### Required task
Beginning at the line containing "Practice step: indicate the cow's mouth" and continuing to the end of the records below, give each line again exactly as it stands, and only those lines.

### Given records
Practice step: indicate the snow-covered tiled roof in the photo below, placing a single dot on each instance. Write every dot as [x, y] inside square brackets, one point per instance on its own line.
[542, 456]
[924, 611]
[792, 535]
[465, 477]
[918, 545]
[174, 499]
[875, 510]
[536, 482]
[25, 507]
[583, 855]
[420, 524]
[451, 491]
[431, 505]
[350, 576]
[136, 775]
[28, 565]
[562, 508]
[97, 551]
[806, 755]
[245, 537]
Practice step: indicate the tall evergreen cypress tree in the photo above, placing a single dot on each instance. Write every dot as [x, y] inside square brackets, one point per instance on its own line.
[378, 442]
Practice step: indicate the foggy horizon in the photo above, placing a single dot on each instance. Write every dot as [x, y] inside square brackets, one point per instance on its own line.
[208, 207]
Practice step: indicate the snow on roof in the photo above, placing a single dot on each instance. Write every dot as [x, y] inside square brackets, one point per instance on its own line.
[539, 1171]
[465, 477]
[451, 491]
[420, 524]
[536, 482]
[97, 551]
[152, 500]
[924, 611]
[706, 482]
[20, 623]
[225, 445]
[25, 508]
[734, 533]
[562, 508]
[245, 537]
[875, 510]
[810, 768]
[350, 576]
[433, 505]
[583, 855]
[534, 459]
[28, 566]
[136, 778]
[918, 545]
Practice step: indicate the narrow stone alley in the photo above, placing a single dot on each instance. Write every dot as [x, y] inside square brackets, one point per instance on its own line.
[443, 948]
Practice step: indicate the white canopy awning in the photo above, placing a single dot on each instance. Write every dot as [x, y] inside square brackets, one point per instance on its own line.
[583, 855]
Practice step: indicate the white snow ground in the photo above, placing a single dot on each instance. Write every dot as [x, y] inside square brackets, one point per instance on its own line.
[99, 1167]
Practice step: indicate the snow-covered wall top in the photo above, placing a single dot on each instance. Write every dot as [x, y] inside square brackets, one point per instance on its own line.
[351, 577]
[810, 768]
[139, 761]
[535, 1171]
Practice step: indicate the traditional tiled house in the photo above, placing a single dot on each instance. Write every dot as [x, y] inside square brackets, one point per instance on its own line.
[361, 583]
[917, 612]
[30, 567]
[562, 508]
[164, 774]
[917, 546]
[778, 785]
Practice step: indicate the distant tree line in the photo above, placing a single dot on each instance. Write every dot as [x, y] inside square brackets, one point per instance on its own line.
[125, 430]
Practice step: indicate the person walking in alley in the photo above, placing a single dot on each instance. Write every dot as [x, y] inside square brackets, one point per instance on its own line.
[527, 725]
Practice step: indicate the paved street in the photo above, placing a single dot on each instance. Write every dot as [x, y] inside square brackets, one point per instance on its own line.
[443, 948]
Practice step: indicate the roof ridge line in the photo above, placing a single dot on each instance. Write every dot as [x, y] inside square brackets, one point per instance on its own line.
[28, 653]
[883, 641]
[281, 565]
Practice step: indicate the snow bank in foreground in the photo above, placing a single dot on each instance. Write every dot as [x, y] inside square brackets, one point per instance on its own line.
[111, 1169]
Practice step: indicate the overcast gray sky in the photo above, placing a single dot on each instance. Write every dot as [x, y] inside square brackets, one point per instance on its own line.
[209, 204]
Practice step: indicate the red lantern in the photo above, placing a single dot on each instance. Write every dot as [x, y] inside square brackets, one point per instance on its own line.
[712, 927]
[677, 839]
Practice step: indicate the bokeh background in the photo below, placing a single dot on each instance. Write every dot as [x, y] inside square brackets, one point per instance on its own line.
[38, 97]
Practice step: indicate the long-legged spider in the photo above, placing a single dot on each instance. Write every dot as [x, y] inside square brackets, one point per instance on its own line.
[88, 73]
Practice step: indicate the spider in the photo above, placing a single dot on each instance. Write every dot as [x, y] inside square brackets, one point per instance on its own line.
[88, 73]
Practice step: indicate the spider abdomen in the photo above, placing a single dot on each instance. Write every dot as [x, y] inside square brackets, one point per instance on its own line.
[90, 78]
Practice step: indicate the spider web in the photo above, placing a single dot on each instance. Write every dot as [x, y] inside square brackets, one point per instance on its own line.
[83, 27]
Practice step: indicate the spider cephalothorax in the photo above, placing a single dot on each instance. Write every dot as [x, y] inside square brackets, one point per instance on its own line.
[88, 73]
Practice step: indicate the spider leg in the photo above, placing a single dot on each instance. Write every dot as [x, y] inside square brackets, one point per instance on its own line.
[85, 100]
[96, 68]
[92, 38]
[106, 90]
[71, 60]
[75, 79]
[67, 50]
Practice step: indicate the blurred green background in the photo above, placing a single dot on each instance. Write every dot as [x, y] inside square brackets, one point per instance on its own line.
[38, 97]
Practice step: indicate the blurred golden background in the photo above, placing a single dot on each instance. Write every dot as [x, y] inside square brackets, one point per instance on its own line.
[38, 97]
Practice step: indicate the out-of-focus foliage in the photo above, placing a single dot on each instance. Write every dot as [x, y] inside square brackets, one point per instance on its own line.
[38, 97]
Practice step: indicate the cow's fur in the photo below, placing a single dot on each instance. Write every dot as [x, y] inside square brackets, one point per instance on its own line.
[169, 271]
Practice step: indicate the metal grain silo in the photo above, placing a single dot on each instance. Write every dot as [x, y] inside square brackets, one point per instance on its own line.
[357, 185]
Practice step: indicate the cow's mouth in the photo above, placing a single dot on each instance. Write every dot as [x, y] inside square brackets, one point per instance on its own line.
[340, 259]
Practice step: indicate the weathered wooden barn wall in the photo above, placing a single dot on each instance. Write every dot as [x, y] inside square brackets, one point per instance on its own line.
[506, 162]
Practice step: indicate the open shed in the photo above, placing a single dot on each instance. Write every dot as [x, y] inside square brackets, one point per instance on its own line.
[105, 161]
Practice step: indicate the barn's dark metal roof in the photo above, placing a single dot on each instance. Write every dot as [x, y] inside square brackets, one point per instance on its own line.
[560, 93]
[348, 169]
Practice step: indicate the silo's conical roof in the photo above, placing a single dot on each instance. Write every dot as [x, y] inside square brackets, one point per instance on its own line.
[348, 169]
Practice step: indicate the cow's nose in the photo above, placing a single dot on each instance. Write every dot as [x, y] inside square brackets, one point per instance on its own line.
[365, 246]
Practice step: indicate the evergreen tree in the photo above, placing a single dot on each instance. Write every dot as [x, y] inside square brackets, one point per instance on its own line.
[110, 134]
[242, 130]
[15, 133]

### Worked solution
Practice step: indicate the cow's mouth in the photo above, placing a single dot on each instance. Write every dot as [x, y] inside square brackets, one point per instance on its own line.
[340, 259]
Practice step: indicate the weathered wooden barn wall in the photo above, placing a single dot on each instance. Write every dot as [x, y] inside square brackets, one point per instance on its own line.
[506, 162]
Practice step: indicate the open shed in the photo above, placing a single dot on each instance. Write every dot as [x, y] inside square brackets, one point per instance on its own line.
[105, 161]
Practice step: indicate the barn's dark metal roof in the photo above, placing a single dot on each instance. Write every dot as [x, y] inside square brackets, one point per instance on its own line.
[560, 93]
[348, 169]
Practice step: indicate the silo's conical roof in the photo above, placing a single dot on each instance. Write every dot as [x, y] inside square brackets, one point per instance on its own line.
[348, 169]
Practice step: indicate the cow's nose in the photo above, placing a single dot on each instance. Write every dot as [x, y] inside square brackets, one point per instance on its own line.
[365, 246]
Practice step: indicate the evergreen tree in the photo above, placing a single dot on each instance. Write every dot as [x, y] inside square brackets, one point per instance on its own line.
[110, 134]
[242, 130]
[15, 133]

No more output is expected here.